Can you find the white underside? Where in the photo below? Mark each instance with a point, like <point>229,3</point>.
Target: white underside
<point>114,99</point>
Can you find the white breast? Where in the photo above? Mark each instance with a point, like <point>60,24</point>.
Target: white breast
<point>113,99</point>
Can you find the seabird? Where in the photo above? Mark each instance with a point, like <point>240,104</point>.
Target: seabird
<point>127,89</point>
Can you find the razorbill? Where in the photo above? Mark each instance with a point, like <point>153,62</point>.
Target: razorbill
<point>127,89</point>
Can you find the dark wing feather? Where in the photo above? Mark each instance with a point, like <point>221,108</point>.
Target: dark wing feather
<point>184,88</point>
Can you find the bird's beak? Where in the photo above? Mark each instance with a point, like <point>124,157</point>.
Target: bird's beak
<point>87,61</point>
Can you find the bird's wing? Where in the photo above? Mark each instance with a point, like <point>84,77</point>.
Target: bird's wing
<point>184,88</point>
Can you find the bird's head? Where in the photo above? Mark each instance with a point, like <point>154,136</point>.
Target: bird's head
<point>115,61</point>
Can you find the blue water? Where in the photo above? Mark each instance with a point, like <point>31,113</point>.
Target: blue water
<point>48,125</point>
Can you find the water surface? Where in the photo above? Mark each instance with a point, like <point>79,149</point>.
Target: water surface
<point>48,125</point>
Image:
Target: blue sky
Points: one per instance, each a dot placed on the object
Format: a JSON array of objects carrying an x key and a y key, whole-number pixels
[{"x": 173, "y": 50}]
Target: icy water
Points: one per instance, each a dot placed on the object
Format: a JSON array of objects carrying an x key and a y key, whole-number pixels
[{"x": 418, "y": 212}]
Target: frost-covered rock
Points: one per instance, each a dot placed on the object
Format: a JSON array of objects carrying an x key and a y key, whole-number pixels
-----
Work instructions
Reproduce the items above word for word, beginning with the line that contains "Can you find the bird's beak?" and continuing through the final line of the items.

Expected answer
Can you find the bird's beak? Where in the photo above? Mark each instance with a point, like <point>124,157</point>.
Target: bird's beak
<point>87,61</point>
Can you find the bird's wing? Where in the photo above? Mark each instance with a point, like <point>84,77</point>.
Target: bird's wing
<point>184,88</point>
Can you find the bird's head? Where in the photo above? Mark each instance with a point, like <point>154,136</point>.
Target: bird's head
<point>115,61</point>
Can you find the blue water? Where in the photo above? Mark each instance with a point, like <point>31,113</point>.
Target: blue water
<point>48,125</point>
Can you find the water surface? Where in the photo above? Mark each instance with a point, like <point>79,149</point>.
Target: water surface
<point>48,125</point>
Image:
Target: blue sky
Points: one per instance, each a dot placed on the object
Format: a JSON array of objects carrying an x key and a y key, whole-number pixels
[{"x": 173, "y": 50}]
Target: icy water
Points: one per instance, each a dot placed on the object
Format: a JSON array of objects carrying an x key and a y key, whole-number pixels
[{"x": 418, "y": 212}]
Target: frost-covered rock
Points: one per instance, each a dot placed on the object
Format: a JSON array of objects carrying an x key and a y key, whole-number pixels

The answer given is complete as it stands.